[DATA IN THIS EXERCISE]:

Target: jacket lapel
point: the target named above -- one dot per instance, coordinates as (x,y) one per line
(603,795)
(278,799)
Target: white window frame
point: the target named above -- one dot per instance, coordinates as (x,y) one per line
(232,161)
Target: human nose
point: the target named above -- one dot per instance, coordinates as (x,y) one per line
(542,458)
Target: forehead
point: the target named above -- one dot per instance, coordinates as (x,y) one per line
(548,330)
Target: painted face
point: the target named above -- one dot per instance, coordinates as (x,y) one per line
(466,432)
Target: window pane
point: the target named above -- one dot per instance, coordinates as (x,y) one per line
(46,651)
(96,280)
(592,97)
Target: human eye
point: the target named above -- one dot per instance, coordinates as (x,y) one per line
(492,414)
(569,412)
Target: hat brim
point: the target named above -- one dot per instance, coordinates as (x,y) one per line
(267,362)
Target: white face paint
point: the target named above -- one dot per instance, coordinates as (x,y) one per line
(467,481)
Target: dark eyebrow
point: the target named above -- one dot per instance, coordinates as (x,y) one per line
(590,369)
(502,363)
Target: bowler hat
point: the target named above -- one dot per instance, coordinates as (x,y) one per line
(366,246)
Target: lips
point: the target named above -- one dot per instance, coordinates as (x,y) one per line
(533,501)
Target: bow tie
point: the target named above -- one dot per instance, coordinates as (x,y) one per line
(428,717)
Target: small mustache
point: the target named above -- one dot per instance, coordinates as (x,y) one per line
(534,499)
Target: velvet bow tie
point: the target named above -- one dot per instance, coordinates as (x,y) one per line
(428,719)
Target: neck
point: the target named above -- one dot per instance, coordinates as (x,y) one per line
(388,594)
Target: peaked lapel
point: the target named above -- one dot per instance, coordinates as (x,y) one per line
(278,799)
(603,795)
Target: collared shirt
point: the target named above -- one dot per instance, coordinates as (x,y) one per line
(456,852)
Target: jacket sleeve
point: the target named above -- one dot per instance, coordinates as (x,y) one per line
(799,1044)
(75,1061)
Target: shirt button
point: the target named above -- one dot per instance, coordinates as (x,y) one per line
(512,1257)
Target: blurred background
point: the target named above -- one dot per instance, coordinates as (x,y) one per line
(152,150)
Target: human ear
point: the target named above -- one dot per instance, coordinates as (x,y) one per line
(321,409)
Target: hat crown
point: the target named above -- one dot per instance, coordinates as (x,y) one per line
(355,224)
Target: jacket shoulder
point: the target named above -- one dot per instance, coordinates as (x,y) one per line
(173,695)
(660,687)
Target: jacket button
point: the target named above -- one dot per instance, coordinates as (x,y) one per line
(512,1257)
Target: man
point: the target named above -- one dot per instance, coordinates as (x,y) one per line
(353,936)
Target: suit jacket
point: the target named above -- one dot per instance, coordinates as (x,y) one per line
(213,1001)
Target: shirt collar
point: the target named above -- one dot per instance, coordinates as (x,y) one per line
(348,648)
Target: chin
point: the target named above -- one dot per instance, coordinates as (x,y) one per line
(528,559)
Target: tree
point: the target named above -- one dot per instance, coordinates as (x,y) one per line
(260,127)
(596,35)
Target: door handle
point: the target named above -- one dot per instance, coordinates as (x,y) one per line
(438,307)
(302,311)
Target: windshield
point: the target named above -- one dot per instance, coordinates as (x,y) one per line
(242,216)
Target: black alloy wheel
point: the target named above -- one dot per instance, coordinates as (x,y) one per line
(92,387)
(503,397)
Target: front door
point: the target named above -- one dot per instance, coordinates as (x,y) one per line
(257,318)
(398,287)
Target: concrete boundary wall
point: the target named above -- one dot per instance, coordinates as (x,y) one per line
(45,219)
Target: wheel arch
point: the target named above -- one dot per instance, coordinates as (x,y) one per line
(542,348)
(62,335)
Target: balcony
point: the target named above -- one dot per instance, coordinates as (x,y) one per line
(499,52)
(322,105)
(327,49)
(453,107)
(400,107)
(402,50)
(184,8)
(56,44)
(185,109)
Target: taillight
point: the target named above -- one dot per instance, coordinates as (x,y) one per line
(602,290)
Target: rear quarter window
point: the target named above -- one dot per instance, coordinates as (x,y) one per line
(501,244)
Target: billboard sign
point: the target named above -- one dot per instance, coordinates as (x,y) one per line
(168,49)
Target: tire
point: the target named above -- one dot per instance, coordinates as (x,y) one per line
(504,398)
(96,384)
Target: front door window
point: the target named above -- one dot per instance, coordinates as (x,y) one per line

[REQUIREMENT]: Repeat all of the entries exactly.

[RESULT FOR THIS TASK]:
Target: jacket lapel
point: the target named above -- one dot per instance, coordinates as (x,y) one per line
(603,795)
(278,799)
Target: white window frame
point: the target named above -- one dot per instance, coordinates as (x,y) one per line
(232,161)
Target: human nose
point: the target named above -- one dot per instance, coordinates as (x,y) one per line
(542,458)
Target: forehead
point: the target named above -- one dot per instance, coordinates as (x,y) one per line
(548,330)
Target: painted face
point: the target named above -- one dot per instance, coordinates as (x,y) one per line
(466,432)
Target: window pane
point: the target named above -- one dot per instance, coordinates as (x,y) one per line
(46,651)
(96,280)
(592,97)
Target: human eye
point: the target named above -- one dot per instance, coordinates as (x,y) one per line
(492,414)
(569,412)
Target: hat brim
point: the target named above -- one dot per instance, coordinates as (x,y) one per line
(267,362)
Target: white face paint
point: the target named above -- one dot per instance, coordinates as (x,y) one per line
(467,481)
Target: dark eyebrow
point: the target named above -- one dot per instance, coordinates as (x,y) one per line
(590,369)
(502,363)
Target: bowler hat
point: the target named above -- one dot per instance, coordinates as (x,y) one per line
(366,246)
Target: lips
point: the target named above -- one dot per instance, coordinates as (x,y) one per line
(533,501)
Target: bow tie
point: the target named above -- one dot per instance, coordinates as (x,y) one per line
(428,717)
Target: small mustache
point: the target named above -- one dot per instance, coordinates as (x,y) one per line
(534,499)
Target: velvet bow tie
point: the target named above -- one dot per instance, coordinates as (x,y) one per line
(428,719)
Target: neck
point: the target named above -- one dot per instance, coordinates as (x,y) one per line
(388,594)
Target: peaked lapel
point: the target named above -- one dot per instance, coordinates as (x,y) one per line
(278,799)
(603,795)
Target: collared shirt
point: the target named above -- one dot per instance, coordinates as (x,y) one per line
(456,852)
Target: jacket sleeve
point: the target named above -- one dot per instance, coordinates as (x,y) one per line
(799,1044)
(75,1061)
Target: shirt button
point: the target named above -- one dot per instance, coordinates as (x,y) one per line
(512,1257)
Target: blurred background
point: the target named above -- one dot per instance, coordinates as (x,y) one per line
(152,150)
Target: human ear
point: the target named above -- one dot per instance, coordinates as (x,y) one per line
(321,409)
Target: hat crown
point: the target named above -- one dot per instance, coordinates as (x,y) one per line
(355,224)
Target: jacket shoulder
point: the target named above -- one dot per instance, coordinates as (x,y) one per line
(173,695)
(660,687)
Target: jacket button
point: the target named above -- one dot per instance, coordinates as (x,y) one per line
(512,1257)
Target: man
point: the target named above -- one dot per instance, coordinates as (x,y) one per line
(353,936)
Target: suit jacket
point: the target named above -- one dot per instance, coordinates as (x,y) one per line
(213,1001)
Target: shirt collar
point: the target named above -- one dot per instance, coordinates as (x,y) one per line
(348,648)
Target: chin
point: the target named above -- one dot per instance, coordinates as (x,y) one per line
(528,559)
Target: tree
point: the target named above -- one dot per instance, coordinates as (x,y) one per line
(260,127)
(596,35)
Target: door handle
point: the target named above -- one dot per instance, coordinates as (x,y) one per line
(438,307)
(302,311)
Target: windshield
point: the target named above -- one dot per instance, coordinates as (x,y) one per line
(242,216)
Target: black alloy wheel
point: the target named above -- one dot per instance, coordinates as (x,y) one per line
(92,387)
(503,397)
Target: front door
point: the target named above -- one dot per instance, coordinates as (x,y) one per line
(257,318)
(398,287)
Target: concrete boundary wall
point: the target named above -- one dot per instance, coordinates as (x,y) one per line
(45,219)
Target: wheel arch
point: the target named above -- one dot per instance, coordinates as (x,y) one per line
(542,348)
(62,335)
Target: balcony
point: the target named above -- one dot per instance, coordinates as (x,y) one per line
(499,52)
(322,105)
(327,49)
(453,107)
(400,107)
(402,50)
(184,8)
(56,44)
(185,109)
Target: taillight
point: the target named above -- one dot per instance, coordinates as (x,y) one per line
(602,290)
Target: rear quarter window
point: the target named above -- one dot per instance, coordinates as (x,y) one per line
(501,244)
Target: billboard sign
point: the target named above -- one dot per instance, coordinates as (x,y) one per line
(168,49)
Target: tire
point: the target named above -- one dot per instance, coordinates as (x,y) one per line
(504,398)
(96,384)
Target: front door window
point: the target named above -- one dot per instance, coordinates as (x,y) one per line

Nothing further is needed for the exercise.